We left the gallery to go to the National Portrait Gallery around the corner after a lunch at the National Cafe. On the way we watched briefly a performer doing things that hurt me by simply watching him! If you look at the photographs, especially the last few, you will understand what I mean. The lunch at the National Cafe was very nice, I especially liked their slightly frothy coffee. Afterwards we went to the National Portrait Gallery and very selectively moved to find a photo exhibit. In the immense place that proved to be a bit challenging even after we asked the staff a few times. In the end we found the photo exhibits, enjoyed them and moved on.
Rested in the afternoon, we headed off to the Royal Albert Hall to listen to Elgar. The location was quite interesting with a cluster of Victorian buildings and a newly restored Albert Memorial on the other side of the road. The concert hall is elliptical, almost circular, and the seating inside follows the same contours, even behind the orchestra up to where the huge organ was installed.. We had tickets to a loggia seats and Ergun ordered three glasses of champagne and a small container of olives to be ready at the intermission. We found our loggia and took our seats. Elgar’s music seemed to me “bombastic without majestic” but the space was impressive. At the intermission we walked out, found the table with his name with the drinks and enjoyed the champagne and munched on the olives, with our fingers.

### Data rows:
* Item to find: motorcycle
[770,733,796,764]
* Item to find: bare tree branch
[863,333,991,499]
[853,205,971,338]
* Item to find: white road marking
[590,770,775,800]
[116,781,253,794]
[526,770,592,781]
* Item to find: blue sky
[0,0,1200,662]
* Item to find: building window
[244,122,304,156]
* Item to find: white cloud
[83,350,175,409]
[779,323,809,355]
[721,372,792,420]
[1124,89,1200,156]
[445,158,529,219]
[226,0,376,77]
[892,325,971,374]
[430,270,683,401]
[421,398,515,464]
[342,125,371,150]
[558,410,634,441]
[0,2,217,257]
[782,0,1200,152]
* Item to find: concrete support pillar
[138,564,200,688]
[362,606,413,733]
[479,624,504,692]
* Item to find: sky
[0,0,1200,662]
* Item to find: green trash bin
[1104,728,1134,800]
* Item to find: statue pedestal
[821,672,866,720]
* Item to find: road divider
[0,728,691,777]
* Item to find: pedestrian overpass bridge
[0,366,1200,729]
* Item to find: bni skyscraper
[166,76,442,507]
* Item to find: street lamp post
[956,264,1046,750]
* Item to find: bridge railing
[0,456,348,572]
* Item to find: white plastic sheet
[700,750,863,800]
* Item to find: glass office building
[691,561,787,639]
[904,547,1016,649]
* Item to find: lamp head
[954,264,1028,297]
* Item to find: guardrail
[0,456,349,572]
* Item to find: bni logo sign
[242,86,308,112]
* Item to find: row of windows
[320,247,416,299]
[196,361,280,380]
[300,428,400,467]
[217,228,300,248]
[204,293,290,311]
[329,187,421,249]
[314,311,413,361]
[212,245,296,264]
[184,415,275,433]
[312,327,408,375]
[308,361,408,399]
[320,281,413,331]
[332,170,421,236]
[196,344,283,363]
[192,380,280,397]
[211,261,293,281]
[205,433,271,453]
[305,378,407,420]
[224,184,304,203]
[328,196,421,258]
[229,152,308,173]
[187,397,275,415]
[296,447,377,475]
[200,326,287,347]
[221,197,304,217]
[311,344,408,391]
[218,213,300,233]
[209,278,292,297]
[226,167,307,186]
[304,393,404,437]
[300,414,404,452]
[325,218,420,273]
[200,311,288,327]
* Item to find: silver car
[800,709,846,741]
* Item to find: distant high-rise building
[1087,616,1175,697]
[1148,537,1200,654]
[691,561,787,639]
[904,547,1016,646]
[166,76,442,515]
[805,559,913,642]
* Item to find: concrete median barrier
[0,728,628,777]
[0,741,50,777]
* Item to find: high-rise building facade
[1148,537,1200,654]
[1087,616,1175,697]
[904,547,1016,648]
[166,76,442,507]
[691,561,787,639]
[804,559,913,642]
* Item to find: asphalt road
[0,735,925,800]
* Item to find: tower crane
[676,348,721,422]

### Exercise details:
Copy out the entire account of the gallery visit and the Elgar concert above, word for word, with no changes.

### Result for this exercise:
We left the gallery to go to the National Portrait Gallery around the corner after a lunch at the National Cafe. On the way we watched briefly a performer doing things that hurt me by simply watching him! If you look at the photographs, especially the last few, you will understand what I mean. The lunch at the National Cafe was very nice, I especially liked their slightly frothy coffee. Afterwards we went to the National Portrait Gallery and very selectively moved to find a photo exhibit. In the immense place that proved to be a bit challenging even after we asked the staff a few times. In the end we found the photo exhibits, enjoyed them and moved on.
Rested in the afternoon, we headed off to the Royal Albert Hall to listen to Elgar. The location was quite interesting with a cluster of Victorian buildings and a newly restored Albert Memorial on the other side of the road. The concert hall is elliptical, almost circular, and the seating inside follows the same contours, even behind the orchestra up to where the huge organ was installed.. We had tickets to a loggia seats and Ergun ordered three glasses of champagne and a small container of olives to be ready at the intermission. We found our loggia and took our seats. Elgar’s music seemed to me “bombastic without majestic” but the space was impressive. At the intermission we walked out, found the table with his name with the drinks and enjoyed the champagne and munched on the olives, with our fingers.